▸ Document text:
start
And if 3rd party X _needs_ to use interfaces, and 3rd party Y _needs_ to  
use interfaces, and your code depends on X and Y, and interfaces aren't  
defined by dcollections, where are you then?  I don't think there's any  
way you can define a generic standard library such that people won't  
create bad designs, that's a lost cause.

I think part of the problem with all this is that interfaces aren't likely  
to be needed any time soon (D's dynamic lib support is almost  
non-existent), so I'm probably going to drop the interfaces for now in the  
interest of progress.

-Steve

May 24 2010

"Simen kjaeraas" <simen.kjaras gmail.com> writes:

Steven Schveighoffer <schveiguy yahoo.com> wrote:

 And if 3rd party X _needs_ to use interfaces, and 3rd party Y _needs_ to  
 use interfaces, and your code depends on X and Y, and interfaces aren't  
 defined by dcollections, where are you then?

You're at the point where the language allows you to create a class
following an interface, which whose all methods redirect to those of
the struct. This could even be done automagically.
end
▸ Short problem A: In the forum thread on dcollections interfaces, what reason does Steve give for interfaces not being likely to be needed any time soon?
▸ Short problem B: Please resume the forum thread on dcollections interfaces, carrying it on from its final sentence.

▸ Data excerpt:
start
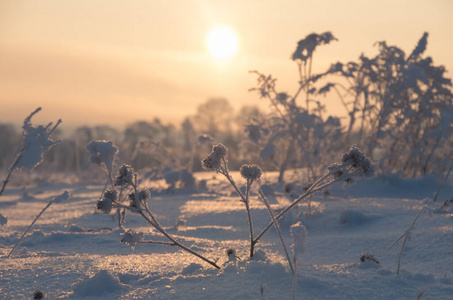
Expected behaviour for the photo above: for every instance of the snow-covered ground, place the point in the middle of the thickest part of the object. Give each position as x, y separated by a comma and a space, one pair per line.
end
▸ Result A: D's dynamic lib support is almost non-existent.

▸ Result B:
-- 
Simen

May 24 2010

"Steven Schveighoffer" <schveiguy yahoo.com> writes:

On Mon, 24 May 2010 13:11:27 -0400, Simen kjaeraas  
<simen.kjaras gmail.com> wrote:

 Steven Schveighoffer <schveiguy yahoo.com> wrote:

 And if 3rd party X _needs_ to use interfaces, and 3rd party Y _needs_  
 to use interfaces, and your code depends on X and Y, and interfaces  
 aren't defined by dcollections, where are you then?

 You're at the point where the language allows you to create a class
 following an interface, which whose all methods redirect to those of
 the struct. This could even be done automagically.

A situation Robert has stated he would like to avoid.

-Steve

May 24 2010

Andrei Alexandrescu <SeeWebsiteForEmail erdani.org> writes:

On 05/20/2010 05:34 AM, Steven Schveighoffer wrote:
 Robert Jacques Wrote:

 On Wed, 19 May 2010 21:42:35 -0400, Steven Schveighoffer
 Does that make sense?

 -Steve

 Yes and No. I understand where your coming from, but I think it's a
 bad idea. First, I think it needlessly expands the radius of
 comprehension needed to understand and use the library. (See
 Tangled up in tools
 http://www.pragprog.com/magazines/2010-04/tangled-up-in-tools)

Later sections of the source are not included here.